- [Task description]: Reproduce each of the rows below verbatim, omitting the pictures.

- [Record set]:
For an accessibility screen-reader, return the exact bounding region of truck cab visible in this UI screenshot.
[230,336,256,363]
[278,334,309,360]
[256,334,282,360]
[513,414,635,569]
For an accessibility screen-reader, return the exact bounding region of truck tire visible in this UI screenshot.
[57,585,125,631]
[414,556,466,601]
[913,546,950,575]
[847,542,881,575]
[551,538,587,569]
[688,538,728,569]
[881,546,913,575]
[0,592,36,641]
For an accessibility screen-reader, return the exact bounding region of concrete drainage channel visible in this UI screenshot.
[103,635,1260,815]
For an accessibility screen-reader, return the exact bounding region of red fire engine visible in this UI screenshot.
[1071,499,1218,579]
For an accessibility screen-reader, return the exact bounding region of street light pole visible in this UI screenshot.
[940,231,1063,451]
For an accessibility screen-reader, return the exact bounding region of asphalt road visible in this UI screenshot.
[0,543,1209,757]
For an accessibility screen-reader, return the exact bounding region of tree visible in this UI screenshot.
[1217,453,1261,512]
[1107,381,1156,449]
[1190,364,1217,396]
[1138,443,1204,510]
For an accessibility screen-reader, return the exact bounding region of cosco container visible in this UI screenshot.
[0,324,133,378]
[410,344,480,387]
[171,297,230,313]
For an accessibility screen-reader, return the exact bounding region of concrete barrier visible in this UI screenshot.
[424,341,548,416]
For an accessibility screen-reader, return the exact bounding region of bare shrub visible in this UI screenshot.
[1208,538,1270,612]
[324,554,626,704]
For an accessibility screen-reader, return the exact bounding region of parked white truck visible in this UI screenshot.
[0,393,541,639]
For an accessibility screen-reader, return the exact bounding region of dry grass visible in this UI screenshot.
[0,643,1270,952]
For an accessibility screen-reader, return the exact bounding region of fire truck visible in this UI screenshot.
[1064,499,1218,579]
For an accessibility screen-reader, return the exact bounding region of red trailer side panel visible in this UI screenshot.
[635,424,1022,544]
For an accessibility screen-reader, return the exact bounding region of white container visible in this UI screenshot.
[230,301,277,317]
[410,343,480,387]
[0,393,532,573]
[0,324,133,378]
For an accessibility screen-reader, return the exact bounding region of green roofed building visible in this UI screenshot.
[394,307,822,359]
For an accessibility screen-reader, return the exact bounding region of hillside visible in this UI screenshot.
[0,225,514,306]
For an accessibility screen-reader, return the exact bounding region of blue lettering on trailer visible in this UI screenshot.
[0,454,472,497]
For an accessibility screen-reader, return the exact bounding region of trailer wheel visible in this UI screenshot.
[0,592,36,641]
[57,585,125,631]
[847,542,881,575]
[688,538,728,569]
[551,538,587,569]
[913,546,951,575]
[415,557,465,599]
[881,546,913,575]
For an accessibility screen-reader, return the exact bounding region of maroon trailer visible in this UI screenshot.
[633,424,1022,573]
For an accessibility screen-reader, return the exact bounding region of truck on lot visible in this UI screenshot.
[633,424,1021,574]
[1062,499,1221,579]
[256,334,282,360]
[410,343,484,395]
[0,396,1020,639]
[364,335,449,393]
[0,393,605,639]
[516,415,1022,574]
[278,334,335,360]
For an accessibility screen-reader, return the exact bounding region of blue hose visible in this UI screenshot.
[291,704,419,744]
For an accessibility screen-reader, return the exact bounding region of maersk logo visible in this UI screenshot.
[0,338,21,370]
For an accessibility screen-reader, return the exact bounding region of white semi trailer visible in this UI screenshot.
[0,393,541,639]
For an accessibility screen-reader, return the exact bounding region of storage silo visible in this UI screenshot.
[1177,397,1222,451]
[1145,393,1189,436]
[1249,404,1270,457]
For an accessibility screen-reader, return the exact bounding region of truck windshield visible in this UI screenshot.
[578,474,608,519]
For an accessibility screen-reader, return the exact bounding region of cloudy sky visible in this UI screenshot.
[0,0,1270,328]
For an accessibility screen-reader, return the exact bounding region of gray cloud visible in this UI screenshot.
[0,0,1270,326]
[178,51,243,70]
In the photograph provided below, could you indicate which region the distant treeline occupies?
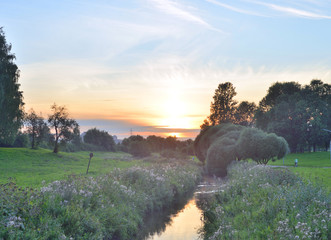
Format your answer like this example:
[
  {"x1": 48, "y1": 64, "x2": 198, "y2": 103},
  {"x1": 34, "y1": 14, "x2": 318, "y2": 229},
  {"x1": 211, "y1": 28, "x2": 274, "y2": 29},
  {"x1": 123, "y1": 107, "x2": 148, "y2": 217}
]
[{"x1": 201, "y1": 79, "x2": 331, "y2": 152}]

- [Problem solution]:
For an accessibility screen-reader, return the exact bounding region of truck cab visible in this UI screenshot.
[230,336,256,363]
[278,334,309,360]
[256,334,282,360]
[513,414,635,569]
For an accessibility screen-reader, return the exact bounding region of truck tire visible in this UI screenshot.
[57,585,125,631]
[414,556,466,601]
[913,546,950,575]
[847,542,881,575]
[551,538,587,569]
[688,538,728,569]
[881,546,913,575]
[0,592,36,641]
For an accessibility screen-reader, return the exact bounding region of concrete drainage channel visible in this UI screenshot.
[103,635,1260,815]
For an accessibility screen-reader, return the exact bounding region of red fire engine visible in this UI screenshot.
[1071,499,1218,579]
For an accessibility screen-reader, return the exact bounding region of street light pole visible in this UI screenshot.
[940,231,1063,451]
For an accessibility screen-reader, return the exact bounding region of asphalt road visible in this UI screenshot.
[0,543,1209,757]
For an accessibility screen-reader, return the exact bounding region of tree visible in this UI screenshot.
[1217,453,1261,512]
[1107,381,1156,449]
[1190,364,1217,396]
[1138,443,1204,510]
For an accessibility screen-reader, return the exact bounding region of cosco container visible in this UI screenshot.
[0,324,133,378]
[410,344,480,387]
[171,297,230,313]
For an accessibility screen-reader, return the exact bounding region of concrete barrier visible in this UI screenshot.
[424,341,548,416]
For an accessibility screen-reader, return the exact bounding region of bare shrub visible in this UI screenshot.
[1208,538,1270,612]
[324,554,626,704]
For an accessibility screen-reader, return the exact bounding region of parked white truck visible in this UI screenshot.
[0,393,541,639]
For an accessibility screen-reader, return the exact bounding region of dry grass visible in this UI screenshot.
[0,643,1270,952]
For an accessibility screen-reader, return the exact bounding region of fire truck visible in this UI screenshot.
[1064,499,1218,579]
For an accessibility screen-reader, return the exact bounding region of red trailer side panel visible in this UI screenshot.
[635,424,1022,544]
For an accessibility screen-reader, return the exact bounding region of white container visible in this UI screenshot.
[230,301,277,317]
[410,343,480,387]
[0,393,532,573]
[0,324,133,378]
For an accessibility screen-reader, return the exact bounding region of green roofed building visible in this UI screenshot.
[394,307,822,359]
For an accessibility screen-reader, return the exact bounding region of hillside visible in this UI screenshot.
[0,225,514,306]
For an accessibility screen-reader, return the exact bounding region of blue lettering on trailer visible in this UI screenshot.
[0,454,472,497]
For an accessibility screen-reader, return the exact bounding region of trailer wheel visible in this UI screenshot.
[0,592,36,641]
[57,585,125,631]
[847,542,881,575]
[688,538,728,569]
[551,538,587,569]
[913,546,951,575]
[415,557,465,599]
[881,546,913,575]
For an accessibility screen-reader, return the exact bounding region of maroon trailer visible in this UI screenshot.
[633,424,1022,573]
For an accessibility screen-reader, return the exact bounding region of truck on lot visible in this UI screenshot.
[633,424,1021,574]
[1062,499,1221,579]
[256,334,282,360]
[410,343,484,395]
[0,396,1020,639]
[364,335,449,393]
[0,393,605,639]
[516,415,1022,574]
[278,334,335,360]
For an accessibility screen-reader, return the exact bounding region of blue hose visible in this UI screenshot.
[291,704,419,744]
For an accessibility screen-reader, return the exact bounding region of maersk logo visible in this UI screenshot.
[0,338,21,370]
For an accessibility screen-reader, return the exact bounding region of white semi trailer visible in this UI screenshot.
[0,393,541,639]
For an accessibility screen-reader, return the exact bounding region of storage silo visible in this UI screenshot.
[1177,397,1222,451]
[1145,393,1189,436]
[1249,404,1270,457]
For an accessibility screen-reader, return the exact bounding region of truck windshield visible in this UI screenshot.
[578,474,608,519]
For an accessibility screen-reader, return the exact bounding region of cloudy sky visible in this UI screenshot.
[0,0,1270,328]
For an accessibility screen-reader, return the exact bounding region of gray cloud visible in this UI screenshot.
[0,0,1270,326]
[178,51,243,70]
In the photograph provided below, could you indicate which region the distant treeline occupies?
Format your answer like this example:
[
  {"x1": 48, "y1": 64, "x2": 198, "y2": 103},
  {"x1": 34, "y1": 14, "x2": 318, "y2": 229},
  {"x1": 211, "y1": 28, "x2": 274, "y2": 29},
  {"x1": 123, "y1": 107, "x2": 148, "y2": 217}
]
[{"x1": 201, "y1": 79, "x2": 331, "y2": 152}]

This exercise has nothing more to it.